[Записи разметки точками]
════════════════════
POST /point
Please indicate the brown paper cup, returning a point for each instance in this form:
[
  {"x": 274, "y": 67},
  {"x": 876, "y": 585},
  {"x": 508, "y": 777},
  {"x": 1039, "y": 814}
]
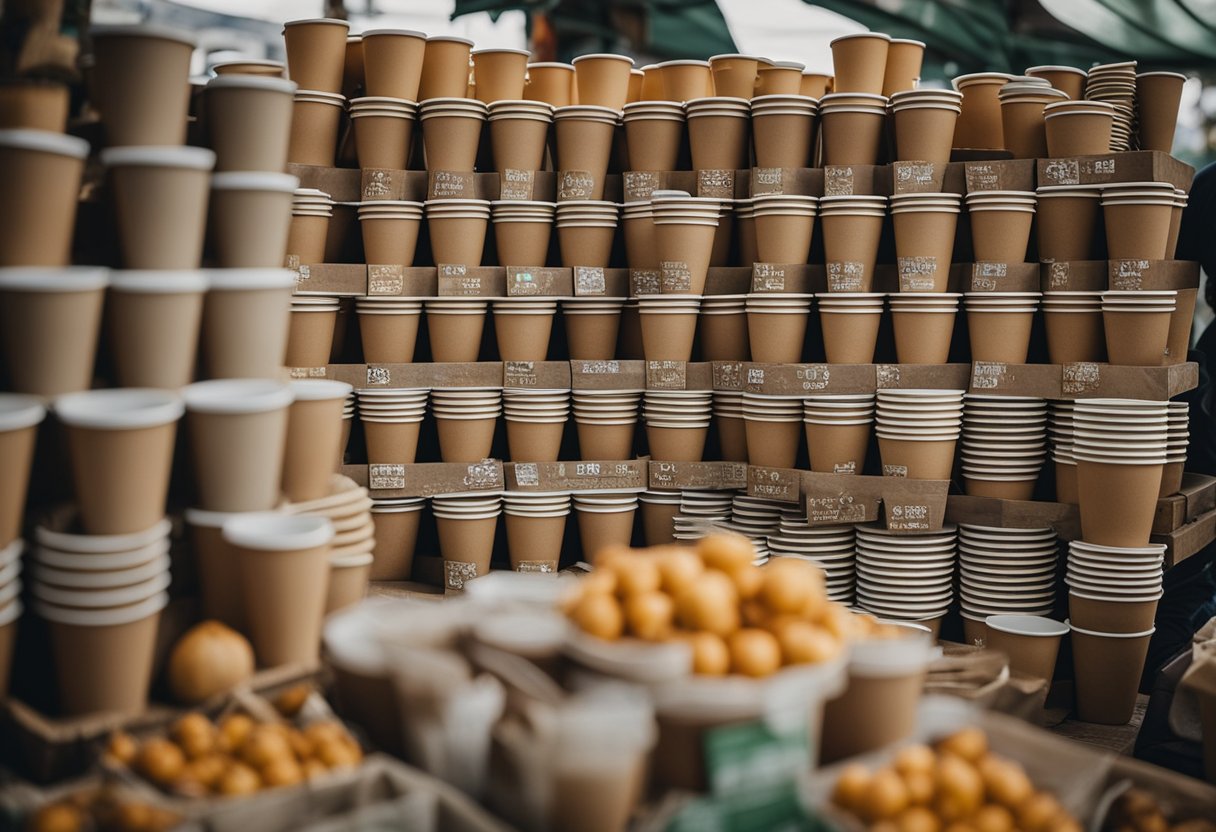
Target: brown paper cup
[
  {"x": 38, "y": 206},
  {"x": 285, "y": 574},
  {"x": 49, "y": 325}
]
════════════════════
## Суть задания:
Переименуйте «brown paper cup» в «kraft paper cup» во всём листинге и приведите его заново, больше ничего не меняя. Изображения в ответ не включайте.

## Текст ответа:
POST /point
Please indicate the kraft paper cup, returning a point for each instance in this form:
[
  {"x": 274, "y": 67},
  {"x": 876, "y": 585},
  {"x": 508, "y": 777},
  {"x": 1039, "y": 814}
]
Target: kraft paper cup
[
  {"x": 38, "y": 206},
  {"x": 285, "y": 574},
  {"x": 49, "y": 325}
]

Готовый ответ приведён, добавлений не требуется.